_DIRECTIONS FOR THIS TASK_
Can you update the records below, changing every "Detect" to "Locate" and leaving everything else unchanged?

_RECORDS PROVIDED_

★ ★ ★

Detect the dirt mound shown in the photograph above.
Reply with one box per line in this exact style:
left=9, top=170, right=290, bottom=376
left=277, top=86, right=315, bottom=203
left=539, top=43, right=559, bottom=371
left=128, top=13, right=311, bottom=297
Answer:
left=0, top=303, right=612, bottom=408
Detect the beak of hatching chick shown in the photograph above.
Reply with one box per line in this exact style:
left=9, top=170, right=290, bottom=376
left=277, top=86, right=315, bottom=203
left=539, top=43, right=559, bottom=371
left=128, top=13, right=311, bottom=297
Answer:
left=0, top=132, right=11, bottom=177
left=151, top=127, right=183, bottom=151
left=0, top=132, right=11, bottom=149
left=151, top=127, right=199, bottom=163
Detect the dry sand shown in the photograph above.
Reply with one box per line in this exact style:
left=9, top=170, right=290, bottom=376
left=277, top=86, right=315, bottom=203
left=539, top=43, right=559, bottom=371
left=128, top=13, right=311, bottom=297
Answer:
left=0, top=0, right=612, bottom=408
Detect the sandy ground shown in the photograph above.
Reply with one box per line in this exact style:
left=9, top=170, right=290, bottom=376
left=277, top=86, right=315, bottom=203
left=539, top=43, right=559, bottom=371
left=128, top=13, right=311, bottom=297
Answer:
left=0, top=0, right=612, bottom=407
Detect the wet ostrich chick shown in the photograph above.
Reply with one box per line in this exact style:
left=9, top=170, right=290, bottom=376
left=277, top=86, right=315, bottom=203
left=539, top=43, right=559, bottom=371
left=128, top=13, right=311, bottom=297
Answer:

★ ★ ★

_EXERCISE RESULT_
Locate the dirt mound shown in the photograph above.
Reply with one box per line in this exact style:
left=9, top=170, right=290, bottom=376
left=277, top=86, right=315, bottom=203
left=539, top=43, right=559, bottom=371
left=128, top=13, right=311, bottom=297
Answer:
left=0, top=303, right=612, bottom=408
Locate the beak of hatching chick shown in the photograph above.
Reply with one box per line in this exact style:
left=9, top=170, right=290, bottom=376
left=277, top=86, right=315, bottom=203
left=539, top=43, right=559, bottom=371
left=128, top=13, right=311, bottom=297
Answer:
left=0, top=132, right=11, bottom=177
left=151, top=127, right=183, bottom=151
left=0, top=132, right=11, bottom=149
left=151, top=127, right=199, bottom=163
Locate the dry sand shown in the photograph above.
Reply with one box per line in this exact style:
left=9, top=170, right=290, bottom=376
left=277, top=86, right=315, bottom=203
left=539, top=43, right=559, bottom=371
left=128, top=13, right=311, bottom=297
Answer:
left=0, top=0, right=612, bottom=408
Locate the sandy ground shown in the photograph above.
Reply with one box per line in this exact style:
left=9, top=170, right=290, bottom=376
left=277, top=86, right=315, bottom=203
left=539, top=43, right=559, bottom=371
left=128, top=13, right=311, bottom=297
Answer:
left=0, top=0, right=612, bottom=407
Locate the wet ostrich chick shown in the photograph above.
Reply with one box per line in this exact style:
left=9, top=170, right=290, bottom=376
left=277, top=86, right=315, bottom=203
left=539, top=43, right=559, bottom=371
left=128, top=13, right=311, bottom=297
Answer:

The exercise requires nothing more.